### Challenges:
[1] In the essay on "The Yellow Wallpaper," what could husbands in the late 19th century do to their wives with impunity?
[2] Pick up the essay on "The Yellow Wallpaper" after its final sentence and continue it.
====== Given text
Imagine yourself a woman in the late 19th or early 20th century. You know there is something wrong with you because you constantly feel tired and sad, and your physician husband thinks he knows how to fix your problem, but in reality he’s just making you worse. You are told to stay in bed and rest even though you know going out and getting some fresh air would be much better for you, but your opinion is not respected enough to be met with anything but a laugh. You are, in essence, treated with the autonomy of a small child. This is the situation in which the narrator of Charlotte Gilman’s “The Yellow Wallpaper” finds herself. In the late 1800’s, women had little to no rights, and certainly very little autonomy. From this fact stems the cultural importance of “The Yellow Wallpaper” because not only was Gilman commenting on the attrocious mental health care of the time, she also took this opportunity to speak up on a topic that barely even crossed the minds of most people of the day: the rights of women. By Looking at Gilman’s use of an unnamed first person female narrator, we can see her commentary on women’s place in her society as she sees it, which most readers don’t see; this is important because it was unheard of at this time for a woman to speak up and basically call out an entire society for its treatment of a group. 

“So I take phosphates and phosphites—whichever it is, and tonics, and journeys, and air, and exercise, and am absolutely forbidden to ‘work’ until I am well again. Personally, I disagree with their ideas. Personally, I believe that congenial work, with excitement and change, would do me good. But what is one to do?” (Gilman, 300). This quote from “The Yellow Wallpaper” is very important because it exemplifies the exact place that Gilman saw women in her society, summed up by that last sentence “but what is one to do?” Deep down, Gilman’s anonymous narrator knows that the “treatment” she is undergoing is doing her no good, and if anything is making her worse, but the stigma in her society against her even speaking up or offering an opinion over what is best for her is so strong that she resigns to there being no point. In the late 19th century, when “The Yellow Wallpaper” takes place, the rights and representation of women was abysmal. Husbands had legal power over and responsibility for their wives to the extent that they could imprison or beat them with impunity (CITE NWHP.ORG). As such, it should come as little surprise that it is completely historically accurate for Gilman’s character to have undergone increasingly damaging “treatments” without speaking up because she had been taught her whole life to do the exact opposite. In fact, doing so could have resulted in her being commited to a mad house or worse as was seen in Nellie Bly’s Ten Days in a Mad House. Furthermore, women at this time were barred from even pursuing higher education to begin with, so even if she had spoken up for herself, anything Gilman’s character might have said would have been regarded as foolish and uneducated; it was automatically assumed that women bore the intellect of a child. Throughout the short story, Gilman’s use of an anonymous first-person narrator makes the reader feel connected on a deeper level to the character as she decends from a healthy but depressed woman into a seriously mentally ill one, all due to the “treatments” that were meant to help her. Gilman’s criticism of her society’s treatment of women is blatently obvious through the decline of her protagonist, completely preventable were it not for the numerous social constructs mounted against her, so much so that even voicing her own opinion would be a difficult feat.
============
====== Provided records
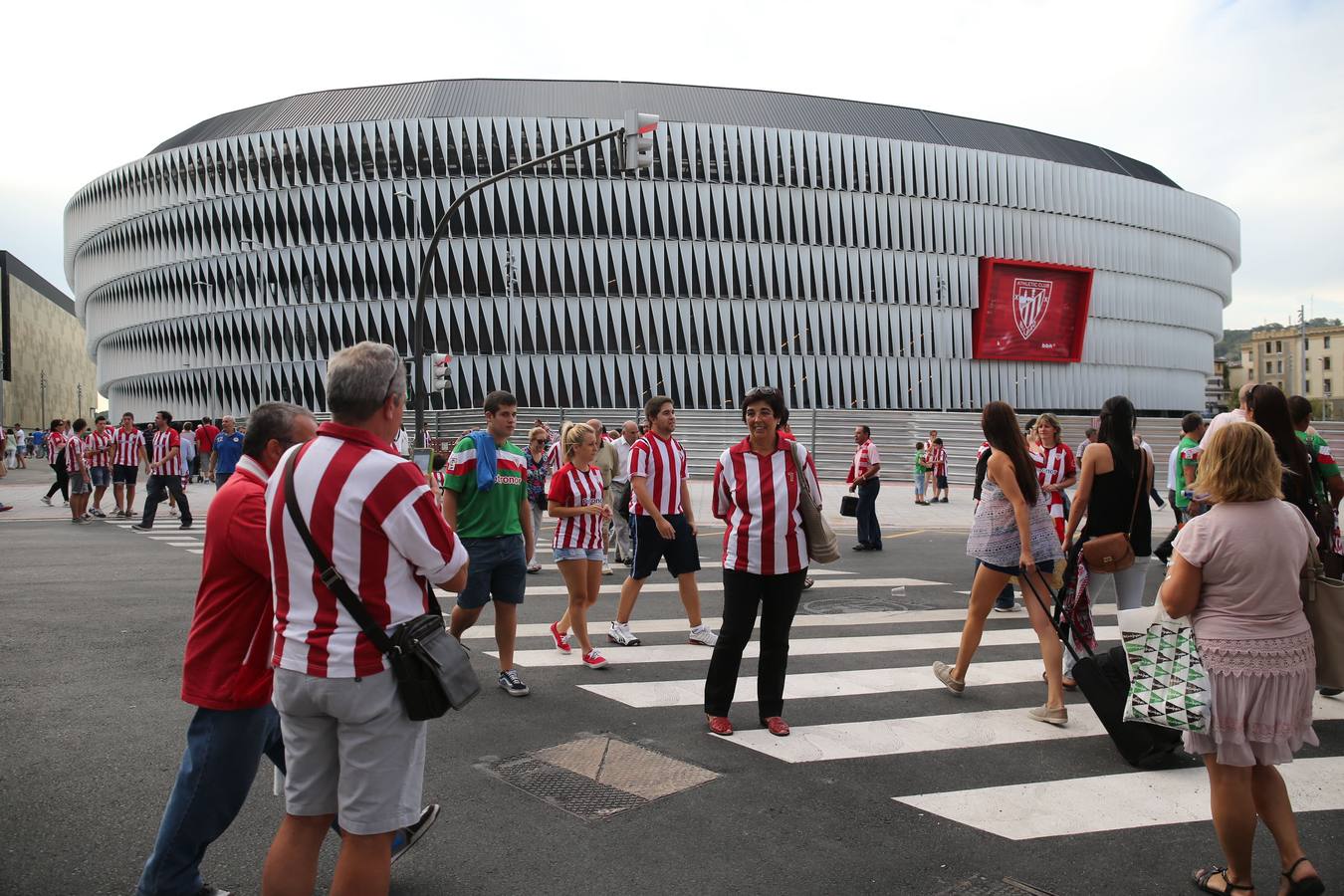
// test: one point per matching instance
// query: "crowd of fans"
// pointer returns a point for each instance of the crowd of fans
(275, 668)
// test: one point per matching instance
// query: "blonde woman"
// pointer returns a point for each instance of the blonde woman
(575, 501)
(1235, 572)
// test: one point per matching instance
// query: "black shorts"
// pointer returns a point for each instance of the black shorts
(1044, 567)
(682, 553)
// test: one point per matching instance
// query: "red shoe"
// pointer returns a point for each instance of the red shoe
(561, 642)
(721, 726)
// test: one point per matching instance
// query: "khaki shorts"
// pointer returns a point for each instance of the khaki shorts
(351, 751)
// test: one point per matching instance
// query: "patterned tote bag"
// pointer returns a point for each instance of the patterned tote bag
(1168, 685)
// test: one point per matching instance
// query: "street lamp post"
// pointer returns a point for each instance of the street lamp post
(441, 230)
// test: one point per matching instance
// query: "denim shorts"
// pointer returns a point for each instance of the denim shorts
(1044, 567)
(579, 554)
(498, 571)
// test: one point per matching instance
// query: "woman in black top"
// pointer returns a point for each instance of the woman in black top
(1112, 469)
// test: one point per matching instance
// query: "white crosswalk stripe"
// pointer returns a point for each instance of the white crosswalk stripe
(992, 714)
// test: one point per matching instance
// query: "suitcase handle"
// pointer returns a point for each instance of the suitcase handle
(1063, 627)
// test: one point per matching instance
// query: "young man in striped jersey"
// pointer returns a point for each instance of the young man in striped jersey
(127, 453)
(100, 462)
(486, 503)
(351, 751)
(663, 524)
(77, 469)
(164, 474)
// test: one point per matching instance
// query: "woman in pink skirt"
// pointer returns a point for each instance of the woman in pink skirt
(1235, 572)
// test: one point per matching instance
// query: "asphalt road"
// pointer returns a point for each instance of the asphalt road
(93, 733)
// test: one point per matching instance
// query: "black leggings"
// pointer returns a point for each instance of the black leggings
(62, 483)
(777, 596)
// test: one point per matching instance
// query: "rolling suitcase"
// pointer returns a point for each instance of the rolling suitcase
(1104, 679)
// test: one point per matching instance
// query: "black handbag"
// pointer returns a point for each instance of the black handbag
(432, 668)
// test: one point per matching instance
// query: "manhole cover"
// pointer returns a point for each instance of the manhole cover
(860, 603)
(597, 777)
(987, 887)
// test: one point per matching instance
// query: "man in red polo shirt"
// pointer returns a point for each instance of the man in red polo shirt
(226, 673)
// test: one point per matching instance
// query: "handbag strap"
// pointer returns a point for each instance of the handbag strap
(1140, 476)
(331, 577)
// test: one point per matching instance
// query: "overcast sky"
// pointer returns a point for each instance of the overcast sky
(1235, 101)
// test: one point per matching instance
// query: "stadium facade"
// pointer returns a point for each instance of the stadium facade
(855, 254)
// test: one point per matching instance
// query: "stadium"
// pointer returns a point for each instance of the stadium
(857, 256)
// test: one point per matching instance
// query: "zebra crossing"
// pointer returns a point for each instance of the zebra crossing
(191, 541)
(668, 679)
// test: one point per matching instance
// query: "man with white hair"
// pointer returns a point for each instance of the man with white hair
(621, 493)
(349, 747)
(1235, 415)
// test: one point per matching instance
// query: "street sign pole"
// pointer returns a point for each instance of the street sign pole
(645, 125)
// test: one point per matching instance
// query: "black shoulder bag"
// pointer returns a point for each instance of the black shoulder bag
(432, 668)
============
### Answers given:
[1] They could imprison or beat them.

[2]
“I suppose John never was nervous in his life. He laughs at me so about this wallpaper!...He said that after the wallpaper was changed it would be the heavy bedstead, and then the barred windows… But he is right enough about the windows and things.”           (Gilman, 302). This quote, too, sheds light on how Gilman saw her society’s treatment of women. Not only does he shrug off his wife’s severe obsession over this menial thing, an actual sign of mental illness, but to defy him could likely find the narrator in a worse position than she was already in, and so she acquiesces with a simple “he is right.” As a reader, we really don’t even need to wonder if this is another commentary by Gilman on the lack of womens autonomy, exemplified by the learned submissiveness exhibited in this quote, because she once said so herself. “[Gilman] was in fact driven to near madness and later claimed to have written “The Yellow Wallpaper” to protest this treatment of women like herself, and specifically to address Dr. Weir Mitchell with a propaganda piece” (CITE LONESTAR.EDU). This only adds to the validity of Gilman’s commentary because it isn’t just heresay, but this is story is based off of events personal to her. She experienced the same thing that her fictional narrator underwent, and lived to tell the tale. Gilman was a role model for all women of her time in that she took herself out of this cycle of abuse in the form of a divorce, a very scandalous and frowned upon decision in the public eye in the late 19th century. She would end up remarrying to her first cousin, except this time lived out her days happy and with a voice for herself. (CITE RADCLIFFE.HARVARD.EDU).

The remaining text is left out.